Source material:
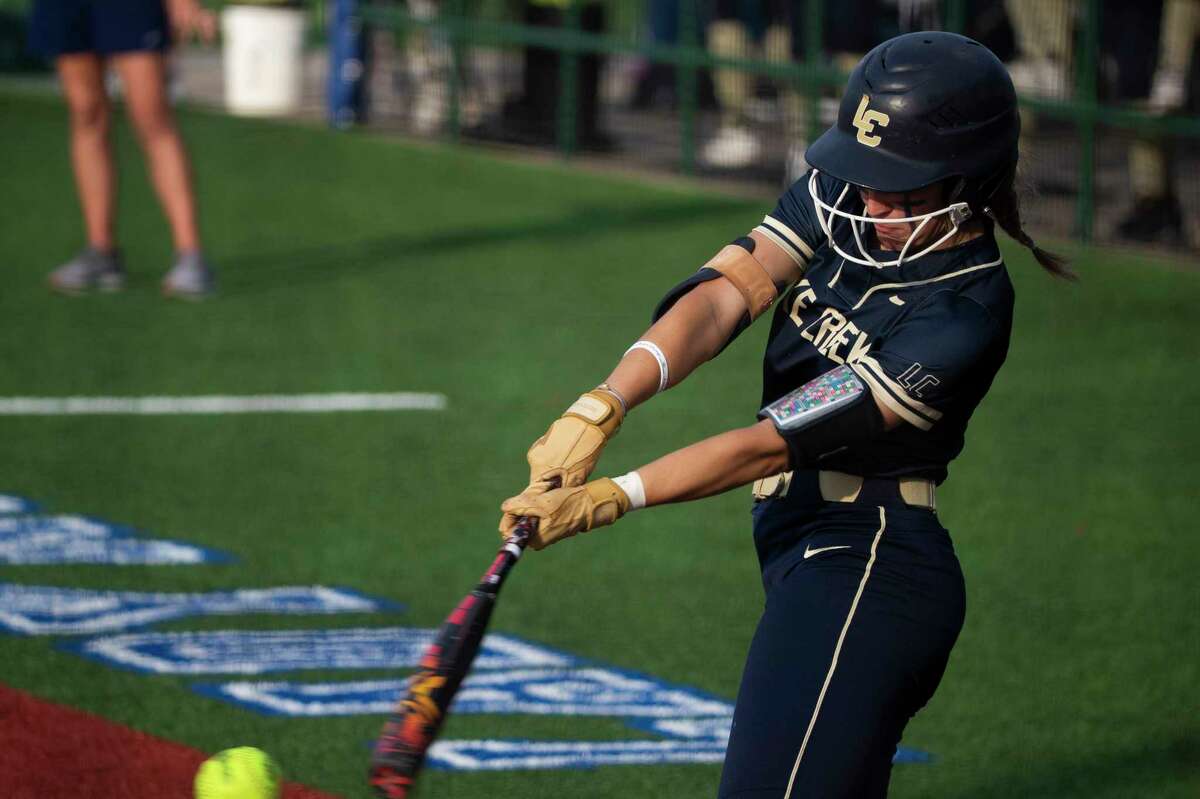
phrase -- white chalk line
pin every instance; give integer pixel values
(265, 403)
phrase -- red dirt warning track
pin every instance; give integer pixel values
(48, 751)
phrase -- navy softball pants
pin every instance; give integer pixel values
(863, 607)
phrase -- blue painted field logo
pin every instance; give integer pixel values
(237, 652)
(46, 611)
(77, 539)
(13, 504)
(510, 677)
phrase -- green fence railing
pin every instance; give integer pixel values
(1078, 104)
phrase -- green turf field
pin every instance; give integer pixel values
(366, 264)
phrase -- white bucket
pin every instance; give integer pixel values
(263, 59)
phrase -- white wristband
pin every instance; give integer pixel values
(653, 349)
(631, 484)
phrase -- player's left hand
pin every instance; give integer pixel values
(563, 512)
(189, 17)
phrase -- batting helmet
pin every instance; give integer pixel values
(918, 109)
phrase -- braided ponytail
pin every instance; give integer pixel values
(1005, 209)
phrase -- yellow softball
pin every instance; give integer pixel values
(239, 773)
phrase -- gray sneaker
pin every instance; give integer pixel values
(190, 278)
(91, 269)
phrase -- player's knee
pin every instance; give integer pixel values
(89, 115)
(153, 124)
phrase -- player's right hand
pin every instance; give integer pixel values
(563, 512)
(569, 450)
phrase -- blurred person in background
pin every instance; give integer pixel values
(1145, 50)
(774, 30)
(742, 29)
(1157, 214)
(84, 37)
(1043, 30)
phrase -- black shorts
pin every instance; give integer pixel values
(105, 26)
(862, 613)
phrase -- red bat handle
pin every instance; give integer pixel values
(411, 730)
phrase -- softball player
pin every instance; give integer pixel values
(894, 316)
(84, 37)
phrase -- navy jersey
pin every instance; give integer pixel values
(927, 336)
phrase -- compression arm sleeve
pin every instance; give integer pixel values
(826, 415)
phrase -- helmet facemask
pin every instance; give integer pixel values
(828, 215)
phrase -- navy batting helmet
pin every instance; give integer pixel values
(921, 108)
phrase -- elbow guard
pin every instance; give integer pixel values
(826, 415)
(737, 264)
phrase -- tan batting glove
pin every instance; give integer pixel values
(571, 446)
(562, 512)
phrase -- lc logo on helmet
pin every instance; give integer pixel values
(865, 121)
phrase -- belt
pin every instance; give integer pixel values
(841, 487)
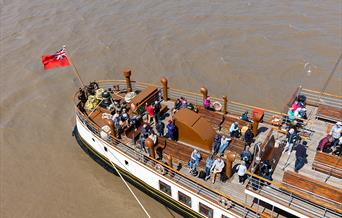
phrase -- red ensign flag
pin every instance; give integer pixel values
(59, 59)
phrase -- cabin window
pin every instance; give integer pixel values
(205, 210)
(184, 198)
(165, 188)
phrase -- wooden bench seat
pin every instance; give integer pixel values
(328, 163)
(180, 151)
(148, 95)
(329, 113)
(323, 194)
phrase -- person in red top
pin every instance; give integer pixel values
(150, 112)
(325, 143)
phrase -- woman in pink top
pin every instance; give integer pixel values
(206, 103)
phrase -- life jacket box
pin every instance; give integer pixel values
(258, 113)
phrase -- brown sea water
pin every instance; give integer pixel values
(252, 51)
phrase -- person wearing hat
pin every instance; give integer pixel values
(157, 108)
(336, 133)
(234, 130)
(217, 167)
(171, 130)
(300, 156)
(217, 143)
(224, 144)
(206, 103)
(194, 160)
(241, 171)
(292, 137)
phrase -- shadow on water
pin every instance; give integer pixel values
(136, 184)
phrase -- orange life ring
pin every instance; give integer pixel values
(276, 120)
(217, 106)
(160, 169)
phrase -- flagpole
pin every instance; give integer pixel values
(74, 67)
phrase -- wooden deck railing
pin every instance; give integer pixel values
(210, 194)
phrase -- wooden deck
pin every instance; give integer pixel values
(329, 113)
(221, 124)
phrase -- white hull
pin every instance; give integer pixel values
(145, 174)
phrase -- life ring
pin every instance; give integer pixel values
(224, 202)
(217, 106)
(129, 96)
(276, 120)
(160, 169)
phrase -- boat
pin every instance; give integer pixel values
(160, 166)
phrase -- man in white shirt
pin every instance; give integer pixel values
(241, 171)
(234, 130)
(336, 133)
(217, 167)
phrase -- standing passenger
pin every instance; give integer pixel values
(291, 139)
(242, 169)
(217, 167)
(336, 133)
(208, 164)
(300, 156)
(194, 160)
(234, 130)
(171, 130)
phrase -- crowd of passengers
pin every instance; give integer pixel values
(332, 142)
(214, 162)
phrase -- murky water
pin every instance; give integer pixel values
(252, 51)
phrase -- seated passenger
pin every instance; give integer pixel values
(125, 117)
(145, 130)
(217, 167)
(183, 103)
(244, 116)
(154, 138)
(194, 160)
(171, 130)
(206, 103)
(246, 156)
(160, 128)
(248, 137)
(216, 144)
(335, 132)
(295, 105)
(325, 143)
(241, 171)
(150, 112)
(291, 115)
(224, 144)
(234, 130)
(208, 164)
(292, 138)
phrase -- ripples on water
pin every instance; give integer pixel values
(255, 52)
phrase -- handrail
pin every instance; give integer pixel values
(282, 194)
(236, 201)
(324, 93)
(281, 186)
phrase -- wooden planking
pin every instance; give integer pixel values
(329, 113)
(292, 181)
(328, 163)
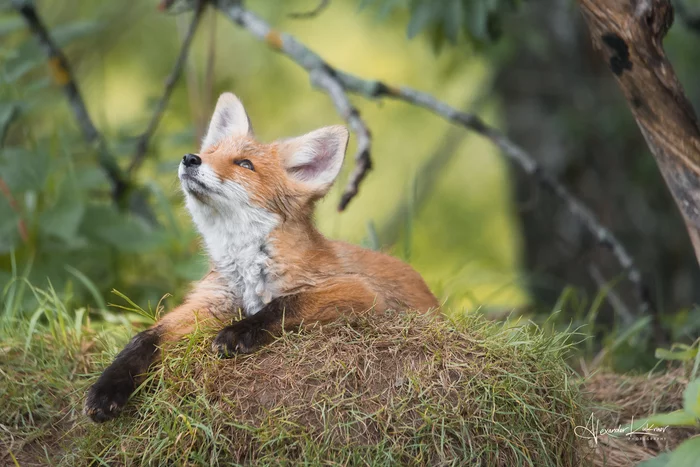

Written request: Reproduce all of the records above verbatim, leaving out the pictures.

Solution to the exercise:
phrase -- white chalk line
pin every instance; give integer pixel values
(265, 403)
phrase -- red dirt warning track
pin every instance; give integer pixel values
(48, 751)
phrase -- navy softball pants
pin every instance; give integer pixel values
(863, 607)
phrase -- blue painted field logo
pin every instance; give integer pixel values
(237, 652)
(46, 611)
(77, 539)
(13, 504)
(510, 677)
phrase -- green fence railing
pin every instance; give integer pixel values
(1078, 104)
phrase -- green turf field
pin every instance; give integer pixel values
(366, 264)
phrase -- white bucket
pin every instance; give integer pixel values
(263, 59)
phrase -- white wristband
pin every instance; give integer pixel values
(653, 349)
(631, 484)
phrase -- player's left hand
pin every instance; give integer pixel values
(563, 512)
(189, 17)
phrase -- batting helmet
pin every instance; give integer pixel values
(918, 109)
phrase -- braided ponytail
pin every instance; give integer pixel values
(1005, 209)
phrase -- yellow softball
pin every instance; give integer pixel values
(239, 773)
phrase -- gray sneaker
pin every instance; give integer pixel values
(190, 278)
(91, 269)
phrase -- player's knee
pin every instance; give integer pixel values
(89, 115)
(153, 124)
phrase -- player's right hand
pin every instance; give integer pixel values
(563, 512)
(569, 450)
phrase -- blurred person in background
pin every instance; give integer pixel values
(1145, 50)
(774, 30)
(742, 29)
(1157, 214)
(84, 37)
(1043, 30)
phrase -- black shorts
pin every instance; give integer pixel values
(105, 26)
(862, 613)
phrase -- red bat handle
pin every instance; give integer pixel values
(411, 730)
phrase -- softball player
pin every instance; give integer pixel values
(894, 316)
(84, 37)
phrase -- navy jersey
pin every instance; give integer pixel values
(927, 336)
phrase -- compression arm sleeve
pin every instance; give integer pixel values
(826, 415)
phrase -- helmet facemask
pin every instance; give integer pixel values
(828, 215)
phrase -- navy batting helmet
pin every instance; give integer pixel values
(921, 108)
phrase -- elbow guard
pin every instance; give integer pixel values
(826, 415)
(737, 264)
phrase -- tan batting glove
pin every instance; give integer pixel values
(571, 446)
(562, 512)
phrase -- lc logo on helmet
pin every instance; give integer pixel values
(865, 121)
phrase -- belt
pin every instance; give integer pixel values
(841, 487)
phrase -- red ensign flag
pin every instance; give integer pixel values
(59, 59)
phrase -- cabin window
pin every instance; give integer pixel values
(205, 210)
(184, 198)
(165, 188)
phrase -- wooden bench seat
pin every instance; give integer pixel values
(328, 163)
(180, 151)
(148, 95)
(329, 113)
(323, 194)
phrase -- person in red top
pin every instance; give integer pixel values
(150, 112)
(325, 143)
phrase -- woman in pink top
pin every instance; give integer pixel values
(206, 103)
phrase -- life jacket box
pin every instance; give integer pixel values
(258, 113)
phrase -- brown sea water
pin every instance; give integer pixel values
(252, 51)
phrase -- person wearing hat
pin every instance; give integer pixel values
(157, 108)
(336, 133)
(234, 130)
(217, 167)
(171, 130)
(300, 156)
(217, 143)
(224, 144)
(206, 103)
(194, 160)
(241, 171)
(292, 137)
phrase -- shadow on water
pin every instance; give integer pixel values
(136, 184)
phrase -- orange life ring
pin every instance; give integer pixel values
(276, 120)
(217, 106)
(160, 169)
phrase -- flagpole
pin every instance; give integer pixel values
(74, 67)
phrase -- wooden deck railing
pin every instance; give integer pixel values
(210, 194)
phrase -- wooden deck
pin every instance; give integer pixel values
(329, 113)
(221, 124)
phrase -- white hull
pin every instance; give integer pixel values
(145, 174)
phrase -- life ring
pin every instance; give integer pixel values
(224, 202)
(217, 106)
(129, 96)
(276, 120)
(160, 169)
phrase -- boat
pin every instance; give integer pixel values
(160, 166)
phrase -- man in white shirt
pin every instance; give integer pixel values
(241, 171)
(234, 130)
(336, 133)
(217, 167)
phrase -- standing passenger
pin every instance; give integer pixel values
(291, 139)
(242, 169)
(217, 167)
(336, 133)
(208, 164)
(300, 156)
(194, 160)
(234, 130)
(171, 130)
phrase -- crowd of passengers
pin every instance; give integer pixel values
(332, 142)
(214, 162)
phrase -- murky water
pin every instance; give integer pixel values
(252, 51)
phrase -- seated passenger
pin every instance; give integer pixel values
(125, 117)
(145, 130)
(217, 167)
(183, 103)
(244, 116)
(154, 138)
(194, 160)
(171, 130)
(206, 103)
(246, 156)
(160, 128)
(248, 137)
(216, 144)
(335, 132)
(295, 105)
(325, 143)
(241, 171)
(150, 112)
(291, 115)
(224, 144)
(234, 130)
(208, 164)
(292, 138)
phrase -- ripples on water
pin every instance; give integer pixel values
(255, 52)
phrase -- handrail
pin every instance; give integer pixel values
(282, 194)
(236, 201)
(324, 93)
(281, 186)
phrase -- wooden planking
pin every instance; give integer pixel values
(329, 113)
(292, 181)
(328, 163)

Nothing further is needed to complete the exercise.